## Task objective
Transcribe every record exactly.

## Task input
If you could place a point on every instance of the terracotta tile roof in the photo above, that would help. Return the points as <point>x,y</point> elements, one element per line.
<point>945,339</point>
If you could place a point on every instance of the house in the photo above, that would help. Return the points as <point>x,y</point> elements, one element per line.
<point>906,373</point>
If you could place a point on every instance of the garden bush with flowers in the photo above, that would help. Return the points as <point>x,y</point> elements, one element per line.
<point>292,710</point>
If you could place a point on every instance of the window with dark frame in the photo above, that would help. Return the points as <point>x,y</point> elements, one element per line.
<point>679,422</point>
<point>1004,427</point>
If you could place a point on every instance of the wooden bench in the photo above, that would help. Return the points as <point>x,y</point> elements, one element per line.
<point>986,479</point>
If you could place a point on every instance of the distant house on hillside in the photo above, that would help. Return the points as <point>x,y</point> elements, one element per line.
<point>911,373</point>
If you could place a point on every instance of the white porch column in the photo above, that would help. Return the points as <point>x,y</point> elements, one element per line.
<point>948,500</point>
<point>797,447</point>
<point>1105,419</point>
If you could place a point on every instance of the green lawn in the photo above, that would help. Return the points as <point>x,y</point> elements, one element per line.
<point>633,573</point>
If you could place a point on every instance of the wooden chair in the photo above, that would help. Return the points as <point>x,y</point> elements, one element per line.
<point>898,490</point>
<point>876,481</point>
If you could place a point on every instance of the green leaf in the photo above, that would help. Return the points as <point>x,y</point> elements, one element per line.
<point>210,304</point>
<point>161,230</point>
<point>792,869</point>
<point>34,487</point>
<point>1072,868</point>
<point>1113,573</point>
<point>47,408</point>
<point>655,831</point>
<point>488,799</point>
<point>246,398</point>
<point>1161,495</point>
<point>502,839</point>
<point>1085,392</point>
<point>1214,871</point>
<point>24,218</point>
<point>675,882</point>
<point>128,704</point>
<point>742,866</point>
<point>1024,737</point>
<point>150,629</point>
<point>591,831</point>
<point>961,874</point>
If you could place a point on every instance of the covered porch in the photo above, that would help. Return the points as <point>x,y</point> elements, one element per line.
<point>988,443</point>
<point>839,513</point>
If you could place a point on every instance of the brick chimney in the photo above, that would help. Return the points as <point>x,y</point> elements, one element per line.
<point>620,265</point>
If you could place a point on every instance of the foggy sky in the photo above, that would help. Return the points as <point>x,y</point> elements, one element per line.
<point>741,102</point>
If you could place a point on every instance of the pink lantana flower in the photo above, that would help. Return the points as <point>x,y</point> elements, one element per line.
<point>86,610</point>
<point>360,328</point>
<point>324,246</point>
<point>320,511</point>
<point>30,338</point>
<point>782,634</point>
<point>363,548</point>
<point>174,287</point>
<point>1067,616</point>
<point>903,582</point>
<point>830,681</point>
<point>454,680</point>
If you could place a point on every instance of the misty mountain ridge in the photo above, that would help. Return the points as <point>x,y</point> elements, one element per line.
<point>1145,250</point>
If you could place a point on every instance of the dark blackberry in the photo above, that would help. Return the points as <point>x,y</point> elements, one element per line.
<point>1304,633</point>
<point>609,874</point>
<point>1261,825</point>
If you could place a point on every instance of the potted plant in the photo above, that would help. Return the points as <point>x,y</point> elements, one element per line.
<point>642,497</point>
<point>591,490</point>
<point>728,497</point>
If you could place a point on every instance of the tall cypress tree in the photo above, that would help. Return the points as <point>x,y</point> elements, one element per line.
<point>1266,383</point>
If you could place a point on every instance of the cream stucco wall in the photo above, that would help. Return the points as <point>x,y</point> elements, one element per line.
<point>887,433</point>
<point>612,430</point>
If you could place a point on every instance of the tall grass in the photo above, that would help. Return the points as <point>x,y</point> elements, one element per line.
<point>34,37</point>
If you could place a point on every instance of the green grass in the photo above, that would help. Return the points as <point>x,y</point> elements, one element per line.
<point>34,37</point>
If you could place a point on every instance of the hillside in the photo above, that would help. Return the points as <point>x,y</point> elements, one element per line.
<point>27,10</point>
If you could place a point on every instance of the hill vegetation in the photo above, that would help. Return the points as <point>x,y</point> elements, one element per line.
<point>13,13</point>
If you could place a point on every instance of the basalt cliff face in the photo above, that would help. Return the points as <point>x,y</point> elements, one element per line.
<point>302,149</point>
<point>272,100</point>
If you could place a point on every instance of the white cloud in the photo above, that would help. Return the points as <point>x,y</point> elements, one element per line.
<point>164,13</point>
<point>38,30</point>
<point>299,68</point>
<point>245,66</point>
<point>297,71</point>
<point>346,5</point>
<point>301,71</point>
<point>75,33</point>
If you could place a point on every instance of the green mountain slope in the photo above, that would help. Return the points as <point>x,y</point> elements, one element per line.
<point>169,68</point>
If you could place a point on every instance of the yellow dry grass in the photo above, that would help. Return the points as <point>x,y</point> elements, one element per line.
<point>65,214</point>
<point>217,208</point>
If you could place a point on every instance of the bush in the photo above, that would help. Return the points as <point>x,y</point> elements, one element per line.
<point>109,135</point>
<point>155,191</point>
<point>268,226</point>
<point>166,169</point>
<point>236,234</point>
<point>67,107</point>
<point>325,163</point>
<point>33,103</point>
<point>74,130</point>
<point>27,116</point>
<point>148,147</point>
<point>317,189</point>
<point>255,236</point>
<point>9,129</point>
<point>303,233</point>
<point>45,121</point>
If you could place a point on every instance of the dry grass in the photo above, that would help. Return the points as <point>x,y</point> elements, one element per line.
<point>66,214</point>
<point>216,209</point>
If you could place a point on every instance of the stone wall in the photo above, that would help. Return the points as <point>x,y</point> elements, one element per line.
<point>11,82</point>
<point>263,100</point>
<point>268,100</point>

## Result of this task
If you could place a point on every instance of the terracotta tile roof in the photo above, that would help. Return the points as <point>x,y</point> elements, one element per line.
<point>945,339</point>
If you could place a point on every instance of the house in the photo above, that would help. Return the points as <point>x,y</point> elements, one element per line.
<point>906,373</point>
If you could place a point on every instance of the garden bush with flowers in the photo above, that would help. Return the points as <point>x,y</point> elements, one element per line.
<point>292,710</point>
If you could place a point on every instance of the window with dark frame in the photo above, that would help. Return the points as <point>x,y</point> elements, one element per line.
<point>679,422</point>
<point>1004,427</point>
If you could place a point on every instance of the wooden bench in the photo above, that would help. Return the points as <point>x,y</point> elements, one element per line.
<point>986,479</point>
If you could place a point on every instance of the distant house on hillside in the photo above, that would help. Return the points as <point>x,y</point> elements, one element per line.
<point>911,373</point>
If you could place a point on every instance of the white porch column in the photo above, that would help. Return the points as <point>x,y</point> elements, one element per line.
<point>948,500</point>
<point>797,447</point>
<point>1105,419</point>
If you could place a point on every instance of the green lawn in the photo above, that would help. Return the points as <point>x,y</point> elements, one element per line.
<point>633,573</point>
If you could place a point on every instance of the wooden chair in the photo above, that would help. Return the points as <point>x,y</point> elements, one element per line.
<point>898,490</point>
<point>876,481</point>
If you could place a point on every instance of the green leaf in the photo above, that would help. Return the points as <point>x,y</point> elements, one element per line.
<point>210,304</point>
<point>161,230</point>
<point>792,869</point>
<point>34,487</point>
<point>1072,868</point>
<point>1113,573</point>
<point>47,408</point>
<point>655,831</point>
<point>488,799</point>
<point>246,398</point>
<point>1161,495</point>
<point>502,839</point>
<point>1085,392</point>
<point>1214,871</point>
<point>24,218</point>
<point>675,882</point>
<point>128,704</point>
<point>742,866</point>
<point>1024,737</point>
<point>150,629</point>
<point>591,831</point>
<point>961,874</point>
If you could place a point on every instance of the covered porch in the photo above, that would help. Return the points as <point>x,y</point> elements, one element per line.
<point>988,443</point>
<point>839,513</point>
If you could place a point on every instance of the brick chimney in the photo above, that would help. Return the points as <point>x,y</point> elements, one element per line.
<point>620,265</point>
If you could place a point on every instance of the foggy sky in the photo above, that would help. Return the points as <point>x,y</point> elements, one element per line.
<point>741,102</point>
If you could place a point on every instance of the pink lantana flower in the photo above, that would help. Return the points as <point>x,y</point> elements, one element per line.
<point>86,610</point>
<point>360,328</point>
<point>324,246</point>
<point>320,511</point>
<point>30,338</point>
<point>782,634</point>
<point>363,548</point>
<point>174,287</point>
<point>1067,616</point>
<point>903,582</point>
<point>830,681</point>
<point>454,680</point>
If you could place a point on every instance of the misty mountain ridge in the photo above, that would help. Return the points as <point>x,y</point> elements, one element per line.
<point>1145,250</point>
If you could place a point on every instance of the dark blackberry in the photo above, that would help. Return the points as <point>x,y</point> elements, one element per line.
<point>1304,633</point>
<point>609,874</point>
<point>1261,825</point>
If you could place a point on every instance of the potted plant in the photo above, that would help. Return the points as <point>x,y</point> elements, one element per line.
<point>642,497</point>
<point>591,490</point>
<point>728,497</point>
If you could place a point on every instance of the tall cypress tree in the photo above, that would help. Return the points as <point>x,y</point> elements, one element per line.
<point>1266,383</point>
If you could place a point on every instance of the cream stucco wall in the photo above, that would help. Return the points as <point>x,y</point> elements, one element per line.
<point>887,433</point>
<point>612,430</point>
If you could place a point on every instance of the tall grass in the photo above, that would help. Return the points as <point>x,y</point> elements, one element per line.
<point>34,37</point>
If you could place a point on every instance of the green grass in the photo above, that would help. Return the points as <point>x,y</point> elements, one element per line.
<point>34,37</point>
If you could place a point on every instance of the hillside in the photo above, that would help. Return the points as <point>x,y</point> elements, one element per line.
<point>27,10</point>
If you could place a point on every instance of the hill vegetation in the photo above, that would help. Return the points as <point>x,y</point> elements, one element per line.
<point>13,13</point>
If you could place a point on every instance of the basalt cliff face in the photo above, that would help. Return the points as <point>x,y</point> elements, one element per line.
<point>302,149</point>
<point>272,100</point>
If you could place a point on every instance of the white cloud in the photo above, that would help. Return the points as <point>x,y</point> elements, one element per line.
<point>164,13</point>
<point>38,30</point>
<point>299,68</point>
<point>245,66</point>
<point>297,71</point>
<point>346,5</point>
<point>301,71</point>
<point>75,33</point>
If you could place a point on every instance of the green mountain slope in the photo above, that would help. Return the points as <point>x,y</point> elements, one element per line.
<point>169,68</point>
If you could place a point on every instance of the yellow dry grass in the photo above, that would help. Return the points as <point>x,y</point> elements, one element per line.
<point>65,214</point>
<point>217,208</point>
If you could place a point on every instance of the bush in the photo above, that would help. Return the points as <point>x,y</point> elements, one element per line.
<point>109,135</point>
<point>155,191</point>
<point>268,226</point>
<point>166,169</point>
<point>236,234</point>
<point>67,107</point>
<point>325,163</point>
<point>33,103</point>
<point>74,130</point>
<point>27,116</point>
<point>148,147</point>
<point>317,189</point>
<point>255,236</point>
<point>9,129</point>
<point>303,233</point>
<point>45,121</point>
If you could place a point on every instance of the dry grass in the photo above, that would help. Return the points as <point>x,y</point> elements, one element per line.
<point>66,214</point>
<point>216,209</point>
If you could place a point on every instance of the stone wall in the photo above, that would help. Return the points as <point>x,y</point> elements, one element per line.
<point>11,82</point>
<point>263,100</point>
<point>268,100</point>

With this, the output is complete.